Instructions to follow: Repeat every line of the data exactly, but not the pictures.

*****

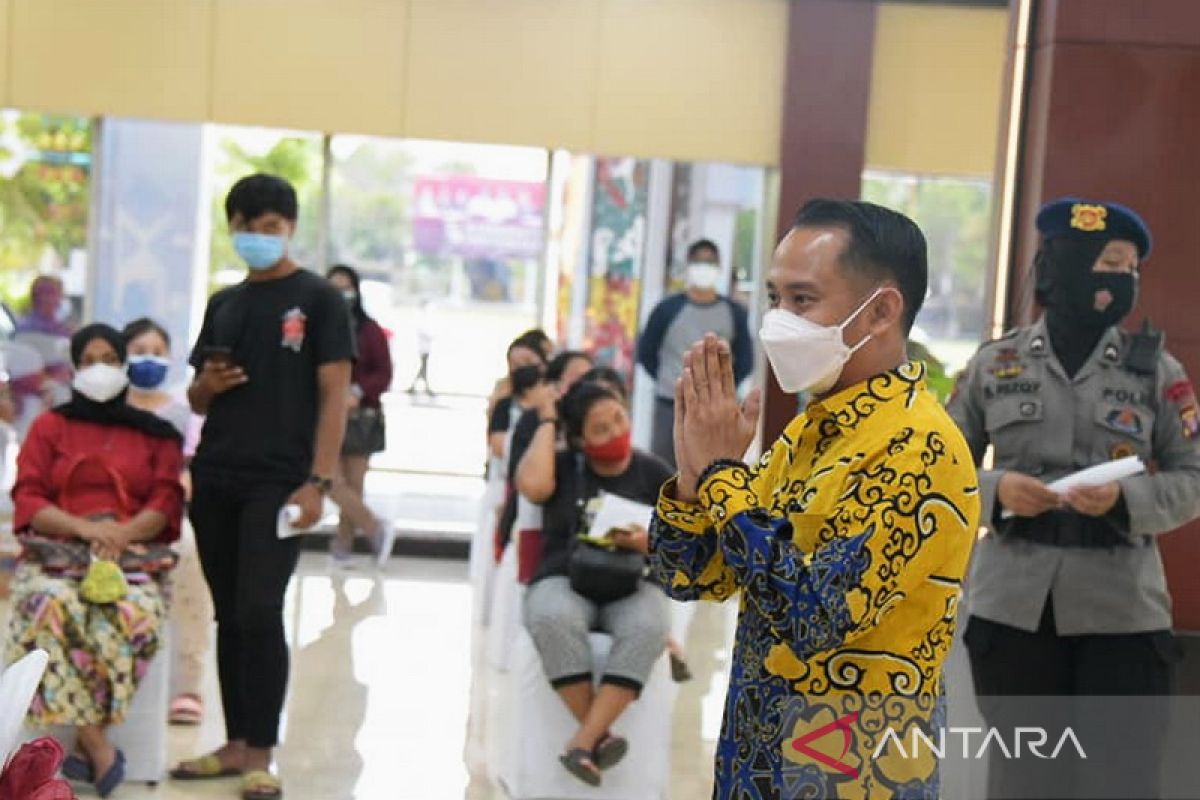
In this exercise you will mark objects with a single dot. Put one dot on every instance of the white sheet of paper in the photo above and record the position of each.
(288, 515)
(1097, 475)
(1101, 474)
(18, 684)
(619, 512)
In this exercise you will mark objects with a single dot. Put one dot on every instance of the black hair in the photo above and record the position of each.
(537, 340)
(144, 325)
(574, 408)
(607, 376)
(883, 244)
(257, 194)
(531, 341)
(703, 244)
(357, 308)
(558, 365)
(85, 336)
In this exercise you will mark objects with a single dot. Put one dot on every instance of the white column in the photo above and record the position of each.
(149, 246)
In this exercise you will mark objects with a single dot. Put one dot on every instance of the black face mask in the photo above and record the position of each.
(1075, 295)
(1080, 305)
(525, 378)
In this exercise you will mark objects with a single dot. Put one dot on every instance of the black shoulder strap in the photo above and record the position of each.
(1144, 350)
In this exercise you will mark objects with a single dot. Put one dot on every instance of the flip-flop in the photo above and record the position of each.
(186, 709)
(580, 764)
(77, 768)
(205, 768)
(679, 671)
(261, 785)
(609, 751)
(108, 782)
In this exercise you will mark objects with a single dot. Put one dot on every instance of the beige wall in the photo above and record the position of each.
(936, 89)
(689, 79)
(603, 76)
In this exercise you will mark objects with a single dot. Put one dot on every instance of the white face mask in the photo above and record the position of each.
(807, 355)
(101, 382)
(702, 275)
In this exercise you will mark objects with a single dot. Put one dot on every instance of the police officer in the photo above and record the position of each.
(1067, 595)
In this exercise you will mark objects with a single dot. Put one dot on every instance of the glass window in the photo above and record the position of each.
(45, 191)
(955, 215)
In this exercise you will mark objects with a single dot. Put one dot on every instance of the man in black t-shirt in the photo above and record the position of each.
(273, 376)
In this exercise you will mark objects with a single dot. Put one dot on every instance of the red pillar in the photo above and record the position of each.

*****

Written response:
In this exercise you will mark objects with a single dot. Put one dot on every instance of the white sheet of paper in the photo above and record the position of each.
(288, 515)
(1097, 475)
(1101, 474)
(18, 684)
(619, 512)
In this exercise you will mark objects with a single dot. Put one dot on every instance of the black hair in the photo above and record the position of each.
(537, 340)
(144, 325)
(574, 408)
(607, 376)
(883, 244)
(257, 194)
(531, 341)
(703, 244)
(357, 308)
(558, 365)
(85, 336)
In this exercise you will mark objects with a single dot. Put one dot on every instance of the white column in the photo above and record the position of each.
(149, 246)
In this exercise you will mark objects with a single dot. Put one dot on every instance of the black face mask in the photo above and record the position of each.
(1075, 295)
(1080, 305)
(525, 378)
In this exercise you will mark objects with a single dot. Put one dot on every instance of the black shoulder strap in the photo above and record the position of each.
(1144, 350)
In this exercise you will mark objects with a single dot. Put one dot on every instance of the flip-flop in the photo above and record the position of each.
(186, 709)
(580, 764)
(77, 768)
(205, 768)
(679, 671)
(261, 785)
(609, 751)
(108, 782)
In this exercise you will mark objects with a single dot. Put one dot on every instance of the beige wall in the photo above and record the position of each.
(936, 89)
(689, 79)
(603, 76)
In this exercise you will mark objects with a single dot. Put one dot on every instance of the white face mask in the photo above and record the position of each.
(807, 355)
(101, 382)
(702, 275)
In this exercise you will mark objects with a single dot. Put one dot on every instance of the police officer in the photo above and record the position of each.
(1067, 595)
In this exercise you will mark objects with a single dot. Put one dot on every instance of the glass window in the photo above and record the position of each.
(45, 191)
(955, 215)
In this exercise you will mark objects with a single dot. Put one dot on every instance of the man in black t-shirt in the photo above and record the position of each.
(273, 376)
In this exercise you will mark objects with a single dot. Put one dot on every instance of the red pillar in the photo above and record the position of each.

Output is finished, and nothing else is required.